Your instructions - Copy the listing below word for word, keeping every line in its original order.

= = =

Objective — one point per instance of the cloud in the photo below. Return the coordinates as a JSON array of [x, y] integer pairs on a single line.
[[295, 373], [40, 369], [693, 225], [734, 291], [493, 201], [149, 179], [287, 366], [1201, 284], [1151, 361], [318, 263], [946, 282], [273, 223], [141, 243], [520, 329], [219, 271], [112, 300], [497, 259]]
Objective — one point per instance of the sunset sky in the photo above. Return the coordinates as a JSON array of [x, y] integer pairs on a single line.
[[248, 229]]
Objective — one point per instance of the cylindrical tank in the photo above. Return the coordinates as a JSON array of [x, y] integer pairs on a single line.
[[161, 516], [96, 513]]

= = =

Solution -
Objective — one point per instance of the cloud in the photo below. Return the coordinates as a JSON array of [x, y] integer pairs on a single line.
[[295, 373], [40, 369], [693, 225], [734, 291], [493, 201], [149, 179], [287, 366], [1201, 284], [1151, 361], [318, 263], [946, 282], [273, 223], [141, 243], [520, 329], [219, 271], [112, 300], [497, 259]]
Objective — one point per instance of the sunset sky in the photo above. Return the coordinates as a JSON array of [x, y] integer pairs on a single line.
[[248, 229]]
Objective — one point per instance of the cylindrical tank in the photo above. Return the coordinates as a JSON array of [x, y] integer pairs on a single line.
[[161, 516], [96, 513]]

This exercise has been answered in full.